> Passage shown:
►
09 May 2006

Generic cross tab / pivot table query for MS SQL Server

Nano and I wrote this procedure nearly a year ago, but I needed it today so I've resurrected it, fixed a minor collation-related bug, and thought I'd release it to the public (via this blog and also here in my snippets library). It generates a 'cross-tab' (or 'pivot table') result set from (almost) any query, even a stored procedure, and optionally allows you to specify a column sort order.

The procedure makes extensive use dynamic SQL and hence 'sp_executesql'. Because the scope of temporary tables does not extend outside of an sp_executesql transaction, I've had to use global temporary tables, which means that this procedure will become a bottleneck if used too frequently by multiple sessions. That said, we've been using it in production for over a year now for an app that has relatively few users, and it works a treat.
◄
> Excerpted records:
►
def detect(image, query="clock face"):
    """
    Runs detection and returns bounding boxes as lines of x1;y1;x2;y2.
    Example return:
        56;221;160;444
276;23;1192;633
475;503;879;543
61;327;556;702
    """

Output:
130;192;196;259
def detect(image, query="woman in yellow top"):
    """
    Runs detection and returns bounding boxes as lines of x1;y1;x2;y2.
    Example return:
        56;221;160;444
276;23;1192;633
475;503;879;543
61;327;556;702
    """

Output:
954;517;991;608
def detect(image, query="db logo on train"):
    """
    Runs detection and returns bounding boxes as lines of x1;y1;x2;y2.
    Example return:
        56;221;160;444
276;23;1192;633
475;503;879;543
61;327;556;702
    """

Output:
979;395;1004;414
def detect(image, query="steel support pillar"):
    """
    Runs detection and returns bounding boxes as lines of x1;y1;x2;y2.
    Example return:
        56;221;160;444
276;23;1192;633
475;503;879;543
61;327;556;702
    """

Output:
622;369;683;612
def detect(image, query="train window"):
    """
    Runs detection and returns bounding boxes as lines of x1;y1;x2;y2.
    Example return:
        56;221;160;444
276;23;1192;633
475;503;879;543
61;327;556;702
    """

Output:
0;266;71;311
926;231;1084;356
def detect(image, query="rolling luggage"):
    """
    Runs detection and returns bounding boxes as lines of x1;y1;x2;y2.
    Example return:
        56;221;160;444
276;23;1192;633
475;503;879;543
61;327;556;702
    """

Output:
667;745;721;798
◄
> Short task 1: Rewrite the paragraph of the cross-tab post that begins "The procedure makes extensive use" as a short bulleted list that keeps its main facts.
> Short task 2: From the cross-tab post, return everything from "Nano and I wrote" down to "column sort order.", copied word for word.
The lines have no part in this work.

> Task output 1:
- The procedure relies heavily on dynamic SQL and therefore on sp_executesql.
- Temporary tables are not in scope outside an sp_executesql transaction, so global temporary tables are used instead.
- Because of this, the procedure will become a bottleneck if multiple sessions use it too often.
- Even so, it has run in production for over a year in an app with relatively few users and works very well.

> Task output 2:
Nano and I wrote this procedure nearly a year ago, but I needed it today so I've resurrected it, fixed a minor collation-related bug, and thought I'd release it to the public (via this blog and also here in my snippets library). It generates a 'cross-tab' (or 'pivot table') result set from (almost) any query, even a stored procedure, and optionally allows you to specify a column sort order.